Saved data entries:

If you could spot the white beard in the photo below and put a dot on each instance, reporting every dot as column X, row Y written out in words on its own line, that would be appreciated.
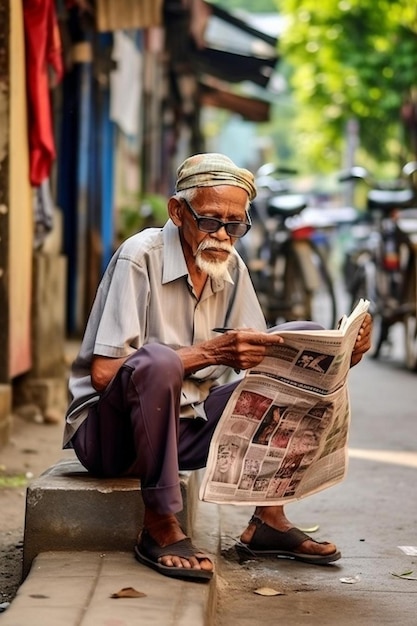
column 214, row 269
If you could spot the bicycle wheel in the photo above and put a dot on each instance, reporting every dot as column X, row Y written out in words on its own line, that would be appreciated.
column 318, row 298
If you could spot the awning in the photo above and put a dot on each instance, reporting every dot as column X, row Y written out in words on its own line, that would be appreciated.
column 232, row 67
column 228, row 53
column 250, row 109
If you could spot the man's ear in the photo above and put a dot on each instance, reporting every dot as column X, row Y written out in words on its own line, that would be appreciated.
column 175, row 211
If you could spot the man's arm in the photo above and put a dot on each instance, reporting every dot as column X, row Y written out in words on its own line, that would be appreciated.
column 363, row 340
column 240, row 349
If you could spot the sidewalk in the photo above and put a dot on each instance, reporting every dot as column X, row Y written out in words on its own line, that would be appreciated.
column 369, row 515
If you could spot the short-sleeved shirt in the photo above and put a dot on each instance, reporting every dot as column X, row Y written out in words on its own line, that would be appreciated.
column 146, row 295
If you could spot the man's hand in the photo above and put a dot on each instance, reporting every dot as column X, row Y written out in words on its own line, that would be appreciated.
column 240, row 349
column 363, row 341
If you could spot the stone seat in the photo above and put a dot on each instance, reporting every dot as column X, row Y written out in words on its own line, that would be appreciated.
column 69, row 510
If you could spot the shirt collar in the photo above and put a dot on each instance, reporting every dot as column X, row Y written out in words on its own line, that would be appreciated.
column 174, row 262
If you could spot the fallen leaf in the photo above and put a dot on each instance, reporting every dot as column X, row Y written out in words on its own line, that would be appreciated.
column 267, row 591
column 128, row 592
column 311, row 529
column 405, row 575
column 350, row 580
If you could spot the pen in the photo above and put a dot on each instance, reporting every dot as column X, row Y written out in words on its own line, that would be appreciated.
column 221, row 330
column 224, row 330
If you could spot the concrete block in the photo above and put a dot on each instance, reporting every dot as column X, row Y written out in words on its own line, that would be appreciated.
column 69, row 510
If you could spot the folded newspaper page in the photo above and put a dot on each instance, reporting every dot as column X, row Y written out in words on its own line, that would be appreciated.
column 283, row 434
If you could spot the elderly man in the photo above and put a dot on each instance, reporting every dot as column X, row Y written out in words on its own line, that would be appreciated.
column 144, row 386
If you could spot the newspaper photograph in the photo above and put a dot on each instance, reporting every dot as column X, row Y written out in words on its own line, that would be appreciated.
column 284, row 432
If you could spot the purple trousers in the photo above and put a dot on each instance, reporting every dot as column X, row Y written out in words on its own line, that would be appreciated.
column 135, row 430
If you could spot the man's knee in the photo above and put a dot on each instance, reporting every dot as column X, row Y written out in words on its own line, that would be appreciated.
column 158, row 363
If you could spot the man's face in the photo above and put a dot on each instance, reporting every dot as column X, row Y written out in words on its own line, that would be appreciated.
column 210, row 252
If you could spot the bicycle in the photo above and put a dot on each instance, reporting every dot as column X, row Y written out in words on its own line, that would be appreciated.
column 287, row 265
column 383, row 267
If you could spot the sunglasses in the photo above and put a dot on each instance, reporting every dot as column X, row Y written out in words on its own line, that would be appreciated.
column 212, row 224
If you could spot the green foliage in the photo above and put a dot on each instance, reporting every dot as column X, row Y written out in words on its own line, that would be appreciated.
column 350, row 59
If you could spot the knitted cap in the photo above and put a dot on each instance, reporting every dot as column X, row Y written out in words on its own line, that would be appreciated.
column 210, row 170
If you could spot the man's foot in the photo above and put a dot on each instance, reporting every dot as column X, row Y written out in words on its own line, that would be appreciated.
column 163, row 545
column 276, row 536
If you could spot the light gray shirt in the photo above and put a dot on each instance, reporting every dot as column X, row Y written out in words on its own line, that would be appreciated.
column 145, row 296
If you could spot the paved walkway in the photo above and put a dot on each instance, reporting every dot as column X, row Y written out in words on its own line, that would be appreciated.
column 370, row 515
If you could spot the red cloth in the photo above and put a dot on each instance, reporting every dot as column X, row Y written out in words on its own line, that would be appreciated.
column 43, row 54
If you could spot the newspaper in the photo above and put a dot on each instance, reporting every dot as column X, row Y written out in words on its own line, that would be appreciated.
column 283, row 434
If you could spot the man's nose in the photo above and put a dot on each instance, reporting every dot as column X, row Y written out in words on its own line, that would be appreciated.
column 221, row 234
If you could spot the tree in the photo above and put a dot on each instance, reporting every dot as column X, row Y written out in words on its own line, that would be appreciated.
column 353, row 59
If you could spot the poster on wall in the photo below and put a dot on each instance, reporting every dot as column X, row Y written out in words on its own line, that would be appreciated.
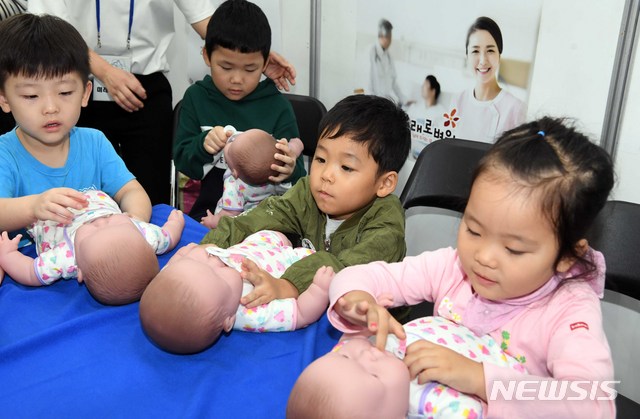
column 459, row 69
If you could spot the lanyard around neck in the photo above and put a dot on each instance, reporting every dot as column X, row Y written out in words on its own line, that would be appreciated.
column 131, row 5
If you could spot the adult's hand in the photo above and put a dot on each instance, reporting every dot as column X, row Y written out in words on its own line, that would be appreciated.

### WHAT TO DO
Once the pictures are set aside, restate the remaining data above exactly.

### EXPECTED OUTPUT
If you could spot the white beard in the photo below and put a dot on each instance, reporting every dot as column X, row Y written out in words on its own line, that would be appreciated.
column 214, row 269
If you could spot the bicycle wheel in the photo above and put a dot on each instance, reporting every dot as column X, row Y written out in words on its own line, that would be appreciated.
column 318, row 298
If you could spot the awning in the photo above and put a dot on each instance, reporting every dot as column X, row Y written out in words on its own line, that would be appreciated.
column 232, row 67
column 228, row 53
column 250, row 109
If you could spot the man's ear in the photo above and put a dot on each instance, reporting every dot as column X, row Y written out in words on its own line, that would be appreciated.
column 175, row 211
If you could spot the man's arm in the photo above and put a dot on each instance, reporting every dot as column X, row Y written out in words on its own line, that would be appreciated.
column 363, row 340
column 240, row 349
If you could spot the sidewalk in the photo above and put a dot on each instance, reporting every dot as column X, row Y written out in words on its own line, that would be appreciated.
column 369, row 515
If you could spot the short-sleeved shirt in the photo above and put a dot on each instance, reporting every dot as column X, row Y written out in words on its own line, that would be appreciated.
column 146, row 295
If you could spot the man's hand in the photo above and put a dot on each instance, reporting every dot as column X, row Y written out in words on its own line, that would be appreciated.
column 240, row 349
column 363, row 341
If you could spot the stone seat in the photo above and put a dot on each instance, reporting every dot as column X, row Y written out in words on its own line, that would be appreciated.
column 69, row 510
If you could spot the shirt collar in the photo above and put a dot on each instance, reporting every dot as column X, row Y written out in words on its own line, that would be appreciated.
column 174, row 262
If you could spot the fallen leaf in the photo above and put a dot on each instance, reporting every dot as column X, row Y written out in words on its own line, that would be appreciated.
column 267, row 591
column 128, row 592
column 311, row 529
column 405, row 575
column 350, row 580
If you could spot the pen in the photo above and put a dot on each instance, reporting every dot as column X, row Y written out in words on its own line, that would be appreciated.
column 221, row 330
column 224, row 330
If you could spot the concrete block in the photo above and put a dot on each instance, reporting every dot as column X, row Y written out in words on its own line, that would be appreciated.
column 69, row 510
If you could spot the folded newspaper page in the photo above and put a dot on each instance, reporting every dot as column X, row Y written out in words on its own line, that would be appreciated.
column 283, row 434
If you could spot the elderly man in the photo above and put a dot on each instance, reporting every dot as column X, row Y written out in words on its own line, that would be appreciated.
column 144, row 386
If you could spot the newspaper photograph in the photo above and put a dot on each instance, reporting every dot as column X, row Y written out in words on its own line, that would be appreciated.
column 284, row 432
If you could spot the purple trousers in the photo above and put a dot on each instance, reporting every dot as column X, row Y written out in words on its own line, that would be appreciated.
column 135, row 430
If you could spot the man's knee in the photo above and put a dot on each instance, reporting every dot as column X, row Y written out in words on its own line, that would be appreciated.
column 158, row 363
If you could spot the man's face in the photo above and put a dot on each instance, reporting every dot as column X, row Y written out in words on its own line, that would be appreciated.
column 210, row 252
If you could spot the bicycle in the photo above and put a dot on each instance, reporting every dot as column X, row Y written out in words on its own line, that would be appreciated.
column 287, row 265
column 383, row 267
If you could spot the sunglasses in the photo above and put a dot on each instance, reporting every dot as column X, row Y written out in words on its own line, that would be appreciated.
column 212, row 224
If you could spot the green foliage in the photo above and put a dot on each instance, reporting every dot as column X, row Y written out in words on its own line, that would be appreciated.
column 350, row 59
If you could spot the knitted cap in the photo above and put a dot on each instance, reporting every dot as column X, row Y written out in words on its own line, that would be appreciated.
column 210, row 170
If you could spot the man's foot in the photo above and put a dot on each instance, reporting every dot as column X, row Y written out in words on its own line, that would be appreciated.
column 163, row 545
column 276, row 536
If you could spot the light gray shirt in the photo above and put a dot on each instance, reporting every dot as column X, row Y written out in words on its own line, that would be appreciated.
column 145, row 296
If you could spot the paved walkway in the photo above and put a dot on each instance, reporting every dot as column X, row Y written out in words on its own line, that would be appreciated.
column 370, row 515
If you could spot the red cloth in the photo above and put a dot on each instance, reporting every dot as column X, row Y written out in words on its own line, that would be appreciated.
column 43, row 54
If you could spot the newspaper in the photo above and put a dot on each instance, reporting every dot as column X, row Y written out in words on its own line, that would be appreciated.
column 283, row 434
If you could spot the man's nose in the photo above and put a dot on each instance, reporting every dot as column X, row Y written out in words on its own line, that would be appreciated.
column 221, row 234
If you could spot the tree in the photo above and put a dot on each instance, reporting every dot as column X, row Y written out in words on its own line, that would be appreciated.
column 353, row 59
If you could spot the poster on wall in the photo below and put a dot on each instance, reporting every dot as column X, row Y written out in words on its own line, that would be appreciated.
column 459, row 69
If you could spot the lanyard around neck in the photo above and put a dot on each instance, reporting every dot as column X, row Y written out in words on its own line, that would be appreciated.
column 131, row 5
If you could spot the adult's hand in the photo above and put a dot on each instance, reporting every dot as column X, row Y written out in words on its own line, that would be appreciated.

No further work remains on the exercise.